WHAT THE EXERCISE ASKS → Take the line that contains "Target: dark wood floor" and each line after it in the material below, and transcribe them exactly, stopping at the end.

# START OF RECORDED DATA

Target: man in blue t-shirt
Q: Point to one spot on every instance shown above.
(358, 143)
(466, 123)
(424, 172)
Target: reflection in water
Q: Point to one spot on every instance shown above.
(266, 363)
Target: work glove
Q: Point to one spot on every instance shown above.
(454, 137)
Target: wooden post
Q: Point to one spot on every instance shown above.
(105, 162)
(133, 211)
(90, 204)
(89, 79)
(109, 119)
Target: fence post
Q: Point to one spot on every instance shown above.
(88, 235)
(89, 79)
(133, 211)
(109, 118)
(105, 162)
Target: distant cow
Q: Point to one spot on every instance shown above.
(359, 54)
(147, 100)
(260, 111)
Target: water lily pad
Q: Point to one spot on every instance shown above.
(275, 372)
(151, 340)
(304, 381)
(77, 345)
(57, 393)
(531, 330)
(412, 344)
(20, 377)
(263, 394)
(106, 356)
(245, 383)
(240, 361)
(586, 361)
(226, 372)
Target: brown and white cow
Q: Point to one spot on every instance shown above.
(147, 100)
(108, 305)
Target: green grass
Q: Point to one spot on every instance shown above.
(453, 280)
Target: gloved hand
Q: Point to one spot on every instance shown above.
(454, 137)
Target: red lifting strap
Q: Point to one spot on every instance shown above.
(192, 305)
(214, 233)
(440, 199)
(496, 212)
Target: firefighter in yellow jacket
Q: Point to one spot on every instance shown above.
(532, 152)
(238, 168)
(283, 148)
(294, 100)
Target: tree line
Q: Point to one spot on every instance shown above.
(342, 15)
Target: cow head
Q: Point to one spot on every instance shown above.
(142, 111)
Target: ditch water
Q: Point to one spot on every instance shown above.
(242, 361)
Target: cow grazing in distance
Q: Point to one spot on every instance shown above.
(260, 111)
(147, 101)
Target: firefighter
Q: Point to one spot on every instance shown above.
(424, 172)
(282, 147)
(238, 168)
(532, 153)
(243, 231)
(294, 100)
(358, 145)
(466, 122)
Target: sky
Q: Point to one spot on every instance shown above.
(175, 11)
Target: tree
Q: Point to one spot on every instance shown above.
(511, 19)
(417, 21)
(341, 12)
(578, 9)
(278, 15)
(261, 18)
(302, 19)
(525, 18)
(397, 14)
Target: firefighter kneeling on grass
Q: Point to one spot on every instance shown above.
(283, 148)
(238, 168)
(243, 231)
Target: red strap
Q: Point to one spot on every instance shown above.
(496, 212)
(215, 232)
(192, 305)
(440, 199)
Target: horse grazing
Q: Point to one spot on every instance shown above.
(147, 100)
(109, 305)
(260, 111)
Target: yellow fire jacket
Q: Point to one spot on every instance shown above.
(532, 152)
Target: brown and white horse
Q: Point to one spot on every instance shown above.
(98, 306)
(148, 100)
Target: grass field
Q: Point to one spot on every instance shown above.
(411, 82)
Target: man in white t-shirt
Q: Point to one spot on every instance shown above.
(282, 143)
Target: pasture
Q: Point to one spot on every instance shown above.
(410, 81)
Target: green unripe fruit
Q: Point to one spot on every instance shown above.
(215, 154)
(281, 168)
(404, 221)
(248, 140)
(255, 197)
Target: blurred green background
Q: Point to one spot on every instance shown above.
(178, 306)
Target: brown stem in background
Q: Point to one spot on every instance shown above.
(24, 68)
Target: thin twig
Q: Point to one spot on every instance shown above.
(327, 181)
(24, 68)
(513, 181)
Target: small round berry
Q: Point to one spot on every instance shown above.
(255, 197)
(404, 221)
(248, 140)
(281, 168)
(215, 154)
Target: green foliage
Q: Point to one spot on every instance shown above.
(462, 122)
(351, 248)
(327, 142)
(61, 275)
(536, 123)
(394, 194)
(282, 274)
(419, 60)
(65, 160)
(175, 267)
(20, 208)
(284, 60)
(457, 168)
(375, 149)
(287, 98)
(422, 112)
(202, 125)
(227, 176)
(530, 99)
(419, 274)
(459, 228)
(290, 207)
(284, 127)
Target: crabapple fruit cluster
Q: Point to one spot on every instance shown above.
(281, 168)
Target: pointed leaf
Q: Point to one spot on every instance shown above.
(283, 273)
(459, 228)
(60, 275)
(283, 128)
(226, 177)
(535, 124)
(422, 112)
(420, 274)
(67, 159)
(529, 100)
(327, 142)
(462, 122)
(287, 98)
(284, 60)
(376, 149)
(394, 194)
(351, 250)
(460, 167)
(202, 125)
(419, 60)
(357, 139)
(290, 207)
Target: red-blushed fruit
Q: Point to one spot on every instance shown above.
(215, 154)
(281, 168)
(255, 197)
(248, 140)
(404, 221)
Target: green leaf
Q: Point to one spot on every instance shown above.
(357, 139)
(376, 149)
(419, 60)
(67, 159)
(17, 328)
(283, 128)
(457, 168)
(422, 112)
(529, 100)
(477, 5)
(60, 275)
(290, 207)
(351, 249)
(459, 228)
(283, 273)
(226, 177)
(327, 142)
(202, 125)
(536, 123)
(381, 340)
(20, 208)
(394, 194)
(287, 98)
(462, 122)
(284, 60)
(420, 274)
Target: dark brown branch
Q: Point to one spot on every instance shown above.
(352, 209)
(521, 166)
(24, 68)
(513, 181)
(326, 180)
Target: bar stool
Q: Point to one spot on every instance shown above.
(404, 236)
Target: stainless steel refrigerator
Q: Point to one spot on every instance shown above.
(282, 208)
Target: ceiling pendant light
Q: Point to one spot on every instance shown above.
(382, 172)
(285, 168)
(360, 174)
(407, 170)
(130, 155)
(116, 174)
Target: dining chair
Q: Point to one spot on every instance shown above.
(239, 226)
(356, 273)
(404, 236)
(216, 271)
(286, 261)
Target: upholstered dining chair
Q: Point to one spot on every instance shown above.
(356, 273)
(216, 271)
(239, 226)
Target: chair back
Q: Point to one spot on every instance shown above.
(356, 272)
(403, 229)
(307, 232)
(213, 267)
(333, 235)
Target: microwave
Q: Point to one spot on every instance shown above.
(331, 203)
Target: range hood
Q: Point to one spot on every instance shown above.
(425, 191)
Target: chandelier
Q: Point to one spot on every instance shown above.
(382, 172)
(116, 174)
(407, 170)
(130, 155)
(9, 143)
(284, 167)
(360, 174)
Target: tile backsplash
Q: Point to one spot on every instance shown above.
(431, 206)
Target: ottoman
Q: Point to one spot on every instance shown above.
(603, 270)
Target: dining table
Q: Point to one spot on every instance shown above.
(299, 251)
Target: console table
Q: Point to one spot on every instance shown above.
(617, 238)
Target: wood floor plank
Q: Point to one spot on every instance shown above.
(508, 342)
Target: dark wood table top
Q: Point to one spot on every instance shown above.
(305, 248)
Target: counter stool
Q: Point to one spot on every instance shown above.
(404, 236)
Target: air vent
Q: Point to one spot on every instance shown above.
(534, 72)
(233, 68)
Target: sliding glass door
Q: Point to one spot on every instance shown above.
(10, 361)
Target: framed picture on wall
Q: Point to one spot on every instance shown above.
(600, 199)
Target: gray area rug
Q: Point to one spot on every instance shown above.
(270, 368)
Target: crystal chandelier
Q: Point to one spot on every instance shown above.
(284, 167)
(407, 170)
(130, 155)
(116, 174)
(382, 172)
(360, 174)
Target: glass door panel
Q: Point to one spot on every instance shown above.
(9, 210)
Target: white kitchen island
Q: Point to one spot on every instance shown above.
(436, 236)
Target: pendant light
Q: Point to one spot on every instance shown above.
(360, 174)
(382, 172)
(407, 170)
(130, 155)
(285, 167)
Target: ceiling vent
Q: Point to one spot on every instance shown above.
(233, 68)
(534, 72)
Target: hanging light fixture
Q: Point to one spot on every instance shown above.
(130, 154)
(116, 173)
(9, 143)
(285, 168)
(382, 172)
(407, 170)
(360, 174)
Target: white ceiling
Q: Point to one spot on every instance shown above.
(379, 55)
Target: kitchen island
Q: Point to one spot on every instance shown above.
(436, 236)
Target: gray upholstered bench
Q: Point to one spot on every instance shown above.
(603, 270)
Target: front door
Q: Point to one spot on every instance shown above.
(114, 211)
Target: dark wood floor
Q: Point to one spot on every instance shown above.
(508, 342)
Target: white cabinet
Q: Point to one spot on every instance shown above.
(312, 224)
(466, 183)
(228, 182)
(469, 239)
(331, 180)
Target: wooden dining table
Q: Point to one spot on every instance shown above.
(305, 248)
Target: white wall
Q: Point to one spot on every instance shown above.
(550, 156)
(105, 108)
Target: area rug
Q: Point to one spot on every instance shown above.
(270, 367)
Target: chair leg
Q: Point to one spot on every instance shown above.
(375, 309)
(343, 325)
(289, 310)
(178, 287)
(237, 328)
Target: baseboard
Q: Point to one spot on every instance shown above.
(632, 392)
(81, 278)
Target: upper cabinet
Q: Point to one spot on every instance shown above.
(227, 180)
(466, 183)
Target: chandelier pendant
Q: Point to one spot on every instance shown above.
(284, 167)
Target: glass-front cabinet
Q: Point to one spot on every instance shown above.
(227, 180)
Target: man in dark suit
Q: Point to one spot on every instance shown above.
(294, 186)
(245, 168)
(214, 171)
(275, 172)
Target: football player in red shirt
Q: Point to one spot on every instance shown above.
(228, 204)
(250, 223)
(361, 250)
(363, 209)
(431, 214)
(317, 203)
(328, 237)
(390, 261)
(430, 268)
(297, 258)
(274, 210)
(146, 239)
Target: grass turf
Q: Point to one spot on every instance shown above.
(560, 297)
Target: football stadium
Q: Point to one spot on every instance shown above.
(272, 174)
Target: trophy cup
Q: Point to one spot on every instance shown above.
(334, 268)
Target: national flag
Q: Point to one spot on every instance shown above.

# END OF RECORDED DATA

CORRECT OUTPUT →
Target: dark wood floor
Q: Point to one spot on every instance shown above.
(508, 342)
Target: white cabinet
Q: Point to one spot on every instance shown above.
(312, 224)
(466, 183)
(228, 182)
(469, 239)
(331, 180)
Target: wooden dining table
Q: Point to one spot on every instance shown above.
(305, 248)
Target: white wall
Q: Point to one spot on every instance shown above.
(550, 156)
(105, 108)
Target: area rug
Q: Point to one spot on every instance shown above.
(270, 367)
Target: chair leg
Q: Point to one spot on every instance shown above.
(375, 309)
(343, 325)
(289, 310)
(178, 287)
(237, 328)
Target: baseboard
Q: Point to one spot on every instance shown above.
(632, 392)
(81, 278)
Target: upper cabinet
Q: Point to one spot on every instance shown above.
(227, 180)
(466, 183)
Target: chandelier pendant
Q: Point to one spot on every instance shown above.
(284, 167)
Target: glass-front cabinet
Q: Point to one spot on every instance shown above.
(227, 180)
Target: man in dark suit
Q: Point to one spot on every instance shown above.
(294, 186)
(245, 168)
(214, 171)
(275, 172)
Target: football player in red shirt
Q: Point to one spot on every instance shown above.
(228, 204)
(250, 223)
(361, 250)
(363, 209)
(431, 214)
(317, 203)
(328, 237)
(390, 261)
(430, 268)
(297, 258)
(274, 210)
(146, 239)
Target: grass turf
Q: Point to one spot on every instance shown above.
(560, 297)
Target: football stadium
Q: Point to one spot on every instance shown above.
(272, 174)
Target: trophy cup
Q: Point to one spot on every instance shown above.
(334, 268)
Target: national flag
Q: Point to one spot on every instance shown above.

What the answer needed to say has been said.